_WHAT IS BEING ASKED_. Condense the paragraph of the yew text that begins "Yew is, however, durable" into a short bulleted list that keeps its main facts.

_EXCERPTED TEXT_.
○ ○ ○

Jonathan Horn in the Proceedings of the Prehistoric Society points out the findings suggest “that the consumption of alcoholic beverages from yew vessels could be potentially dangerous, though probably required prolonged exposure”. Beer is lower in alcohol than wine and probably ‘extracted’ less taxines.2 Beer was also probably drunk rapidly rather than stored in the yew vessels. But I still wouldn’t swig from yew tankard. As Horn remarks, several “other variables such as the levels of taxoids required and contact duration for a lethal dose are still unclear”.2

Yew is, however, durable and resists decay when wet. Indeed, indigenous communities across North America and Asian prize yew for house construction, furniture and utensils. Closer to home, yew has been used since the stone age for making bows, axe shafts and spears.7 In 1911, for example, Samuel Hazzledine Warren found a fragment of yew on the foreshore at Clacton that was probably the point of a stone age thrusting spear.8 The spearhead’s survival since Neolithic times shows yew’s durability.

○ ○ ○

_DATA FOR REVIEW_.

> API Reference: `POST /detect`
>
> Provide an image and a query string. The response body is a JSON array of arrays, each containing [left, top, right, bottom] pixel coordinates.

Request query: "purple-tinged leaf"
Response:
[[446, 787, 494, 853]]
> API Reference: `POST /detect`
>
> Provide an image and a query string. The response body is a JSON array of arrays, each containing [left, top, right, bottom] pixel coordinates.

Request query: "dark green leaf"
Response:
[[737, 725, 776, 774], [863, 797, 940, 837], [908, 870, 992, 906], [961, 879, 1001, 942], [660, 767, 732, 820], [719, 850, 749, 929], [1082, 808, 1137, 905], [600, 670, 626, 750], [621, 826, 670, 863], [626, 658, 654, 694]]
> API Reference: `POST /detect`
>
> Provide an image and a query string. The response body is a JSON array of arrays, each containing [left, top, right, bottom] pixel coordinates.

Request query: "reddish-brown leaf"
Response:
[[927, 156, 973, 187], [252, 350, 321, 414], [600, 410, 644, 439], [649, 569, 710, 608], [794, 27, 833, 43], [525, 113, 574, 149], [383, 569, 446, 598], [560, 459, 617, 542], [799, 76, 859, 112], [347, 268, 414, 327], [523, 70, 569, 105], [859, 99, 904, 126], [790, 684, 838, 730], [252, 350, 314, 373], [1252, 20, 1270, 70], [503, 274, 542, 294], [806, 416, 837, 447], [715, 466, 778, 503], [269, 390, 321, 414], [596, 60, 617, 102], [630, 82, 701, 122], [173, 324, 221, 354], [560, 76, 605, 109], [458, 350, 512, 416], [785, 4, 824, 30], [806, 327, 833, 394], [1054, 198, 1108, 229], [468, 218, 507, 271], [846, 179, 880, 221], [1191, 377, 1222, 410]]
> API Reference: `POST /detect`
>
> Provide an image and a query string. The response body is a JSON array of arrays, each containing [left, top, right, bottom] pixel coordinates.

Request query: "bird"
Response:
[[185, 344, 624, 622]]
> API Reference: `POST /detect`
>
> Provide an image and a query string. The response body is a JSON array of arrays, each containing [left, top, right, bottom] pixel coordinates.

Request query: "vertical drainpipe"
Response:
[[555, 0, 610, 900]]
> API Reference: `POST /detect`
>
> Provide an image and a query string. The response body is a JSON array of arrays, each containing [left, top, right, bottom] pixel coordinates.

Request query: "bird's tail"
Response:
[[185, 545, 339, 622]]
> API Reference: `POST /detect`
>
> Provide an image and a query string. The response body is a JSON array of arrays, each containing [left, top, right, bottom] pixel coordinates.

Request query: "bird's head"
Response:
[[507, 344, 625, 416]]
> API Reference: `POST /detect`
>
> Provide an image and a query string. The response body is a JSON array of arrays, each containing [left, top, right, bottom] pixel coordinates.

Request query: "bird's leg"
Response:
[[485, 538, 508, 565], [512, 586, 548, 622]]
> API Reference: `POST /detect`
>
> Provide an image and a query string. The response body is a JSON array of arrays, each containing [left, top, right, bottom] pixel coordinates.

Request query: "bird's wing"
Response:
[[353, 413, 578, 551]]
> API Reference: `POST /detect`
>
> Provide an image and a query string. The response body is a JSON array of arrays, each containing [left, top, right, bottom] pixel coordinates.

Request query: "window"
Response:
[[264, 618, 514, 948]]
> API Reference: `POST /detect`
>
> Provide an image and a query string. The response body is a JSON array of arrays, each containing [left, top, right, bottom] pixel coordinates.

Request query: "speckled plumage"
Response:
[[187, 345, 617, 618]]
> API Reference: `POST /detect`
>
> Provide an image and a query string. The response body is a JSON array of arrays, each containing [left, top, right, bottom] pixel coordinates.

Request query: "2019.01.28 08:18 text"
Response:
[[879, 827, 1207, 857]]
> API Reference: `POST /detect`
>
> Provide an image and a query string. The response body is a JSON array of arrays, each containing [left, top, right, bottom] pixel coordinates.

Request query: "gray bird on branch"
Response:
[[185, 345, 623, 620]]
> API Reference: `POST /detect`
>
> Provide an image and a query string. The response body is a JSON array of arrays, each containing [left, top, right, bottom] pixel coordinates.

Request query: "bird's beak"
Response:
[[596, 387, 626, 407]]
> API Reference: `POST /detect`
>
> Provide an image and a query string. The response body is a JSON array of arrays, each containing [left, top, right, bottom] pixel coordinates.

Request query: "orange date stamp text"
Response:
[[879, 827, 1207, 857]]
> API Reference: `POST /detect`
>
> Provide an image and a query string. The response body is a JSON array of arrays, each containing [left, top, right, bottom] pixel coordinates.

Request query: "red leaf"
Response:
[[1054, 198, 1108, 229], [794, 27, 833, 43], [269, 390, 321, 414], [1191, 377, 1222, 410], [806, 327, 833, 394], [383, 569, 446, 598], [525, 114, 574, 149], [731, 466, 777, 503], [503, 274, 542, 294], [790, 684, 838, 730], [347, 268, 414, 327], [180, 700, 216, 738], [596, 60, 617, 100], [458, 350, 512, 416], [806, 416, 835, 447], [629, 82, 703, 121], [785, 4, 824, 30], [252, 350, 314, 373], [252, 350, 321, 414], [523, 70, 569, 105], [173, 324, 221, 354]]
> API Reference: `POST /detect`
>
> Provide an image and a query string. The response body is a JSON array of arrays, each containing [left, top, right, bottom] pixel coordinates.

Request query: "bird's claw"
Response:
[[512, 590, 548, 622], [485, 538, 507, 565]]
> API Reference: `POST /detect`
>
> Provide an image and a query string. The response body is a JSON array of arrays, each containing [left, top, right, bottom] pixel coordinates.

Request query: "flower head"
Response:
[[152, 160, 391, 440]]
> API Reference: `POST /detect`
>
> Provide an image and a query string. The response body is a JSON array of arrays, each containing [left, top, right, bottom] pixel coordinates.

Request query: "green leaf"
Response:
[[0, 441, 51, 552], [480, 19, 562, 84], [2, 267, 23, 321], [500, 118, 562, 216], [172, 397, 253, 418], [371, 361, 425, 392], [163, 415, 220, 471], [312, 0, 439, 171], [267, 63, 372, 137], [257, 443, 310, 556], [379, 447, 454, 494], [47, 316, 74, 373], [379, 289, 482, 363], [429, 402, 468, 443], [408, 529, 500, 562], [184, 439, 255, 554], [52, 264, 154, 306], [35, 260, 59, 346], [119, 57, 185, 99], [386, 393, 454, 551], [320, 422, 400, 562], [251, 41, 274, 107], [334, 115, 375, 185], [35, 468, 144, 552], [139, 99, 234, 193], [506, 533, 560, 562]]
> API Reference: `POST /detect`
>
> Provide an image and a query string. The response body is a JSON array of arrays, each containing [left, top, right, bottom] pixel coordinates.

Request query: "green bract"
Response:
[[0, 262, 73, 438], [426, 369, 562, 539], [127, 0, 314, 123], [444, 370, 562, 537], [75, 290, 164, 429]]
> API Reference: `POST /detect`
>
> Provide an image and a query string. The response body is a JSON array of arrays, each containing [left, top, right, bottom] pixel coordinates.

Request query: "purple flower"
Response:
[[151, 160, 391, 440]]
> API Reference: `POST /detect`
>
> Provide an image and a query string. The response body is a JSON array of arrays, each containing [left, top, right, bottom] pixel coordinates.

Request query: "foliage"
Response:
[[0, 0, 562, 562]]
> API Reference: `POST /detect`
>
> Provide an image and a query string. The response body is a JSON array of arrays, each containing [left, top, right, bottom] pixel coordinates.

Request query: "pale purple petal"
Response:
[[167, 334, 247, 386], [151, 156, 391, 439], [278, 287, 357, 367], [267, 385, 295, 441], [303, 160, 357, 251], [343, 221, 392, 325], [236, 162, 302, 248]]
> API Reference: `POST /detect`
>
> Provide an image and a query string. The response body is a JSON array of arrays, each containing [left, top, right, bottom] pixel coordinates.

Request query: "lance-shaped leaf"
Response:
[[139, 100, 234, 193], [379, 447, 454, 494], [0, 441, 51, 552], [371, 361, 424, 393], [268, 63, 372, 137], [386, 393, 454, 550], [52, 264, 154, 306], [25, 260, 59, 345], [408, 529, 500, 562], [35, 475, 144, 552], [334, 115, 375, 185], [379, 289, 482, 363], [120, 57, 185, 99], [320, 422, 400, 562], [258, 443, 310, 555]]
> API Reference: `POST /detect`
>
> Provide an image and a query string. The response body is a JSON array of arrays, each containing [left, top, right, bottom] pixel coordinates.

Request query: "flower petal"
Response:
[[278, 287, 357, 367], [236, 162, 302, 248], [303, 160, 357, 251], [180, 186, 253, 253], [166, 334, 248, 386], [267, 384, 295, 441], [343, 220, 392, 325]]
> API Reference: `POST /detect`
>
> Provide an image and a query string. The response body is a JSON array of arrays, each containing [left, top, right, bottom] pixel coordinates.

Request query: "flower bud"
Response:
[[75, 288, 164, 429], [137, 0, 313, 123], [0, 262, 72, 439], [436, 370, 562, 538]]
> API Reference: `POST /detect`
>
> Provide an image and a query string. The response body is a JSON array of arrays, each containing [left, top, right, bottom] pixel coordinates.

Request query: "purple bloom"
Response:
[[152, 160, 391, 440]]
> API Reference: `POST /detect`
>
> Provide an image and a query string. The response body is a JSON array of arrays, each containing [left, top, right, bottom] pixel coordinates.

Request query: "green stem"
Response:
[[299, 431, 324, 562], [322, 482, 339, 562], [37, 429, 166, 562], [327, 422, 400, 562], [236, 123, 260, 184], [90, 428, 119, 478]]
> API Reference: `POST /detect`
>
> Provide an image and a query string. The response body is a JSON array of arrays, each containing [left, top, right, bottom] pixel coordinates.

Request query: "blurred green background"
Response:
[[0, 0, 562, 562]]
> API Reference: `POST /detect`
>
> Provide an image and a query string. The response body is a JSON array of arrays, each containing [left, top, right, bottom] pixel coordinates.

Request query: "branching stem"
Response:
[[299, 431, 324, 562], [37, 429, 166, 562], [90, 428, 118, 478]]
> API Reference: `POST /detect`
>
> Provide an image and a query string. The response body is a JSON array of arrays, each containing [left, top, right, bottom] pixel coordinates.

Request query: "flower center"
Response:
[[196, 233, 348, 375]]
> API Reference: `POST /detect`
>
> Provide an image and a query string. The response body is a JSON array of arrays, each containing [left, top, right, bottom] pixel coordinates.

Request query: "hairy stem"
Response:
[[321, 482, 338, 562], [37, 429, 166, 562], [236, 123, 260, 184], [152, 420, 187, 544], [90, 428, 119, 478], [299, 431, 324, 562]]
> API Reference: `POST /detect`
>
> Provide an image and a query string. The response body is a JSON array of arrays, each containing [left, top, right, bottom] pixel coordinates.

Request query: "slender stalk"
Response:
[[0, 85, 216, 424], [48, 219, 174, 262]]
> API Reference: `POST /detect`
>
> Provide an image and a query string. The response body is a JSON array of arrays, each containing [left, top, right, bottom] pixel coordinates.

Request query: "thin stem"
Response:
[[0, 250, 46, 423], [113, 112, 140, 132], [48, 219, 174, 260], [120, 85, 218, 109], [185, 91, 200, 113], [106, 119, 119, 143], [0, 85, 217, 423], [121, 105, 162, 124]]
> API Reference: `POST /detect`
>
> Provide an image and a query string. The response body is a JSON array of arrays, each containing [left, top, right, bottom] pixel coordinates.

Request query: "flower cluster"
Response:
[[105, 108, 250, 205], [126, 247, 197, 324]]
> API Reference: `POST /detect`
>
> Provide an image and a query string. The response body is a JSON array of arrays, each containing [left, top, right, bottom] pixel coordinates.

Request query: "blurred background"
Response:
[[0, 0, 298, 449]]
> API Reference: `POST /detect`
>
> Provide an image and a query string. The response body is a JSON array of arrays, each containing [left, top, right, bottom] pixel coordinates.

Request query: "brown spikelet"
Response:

○ ○ ○

_PROBLEM SOLUTION_.
- Yew is durable and resists decay when wet.
- Indigenous communities across North America and Asia value it for building houses, furniture and utensils.
- Closer to home, it has been used since the stone age for bows, axe shafts and spears.
- In 1911, Samuel Hazzledine Warren found a yew fragment on the foreshore at Clacton, probably the point of a stone age thrusting spear.
- That the spearhead survived from Neolithic times shows how durable yew is.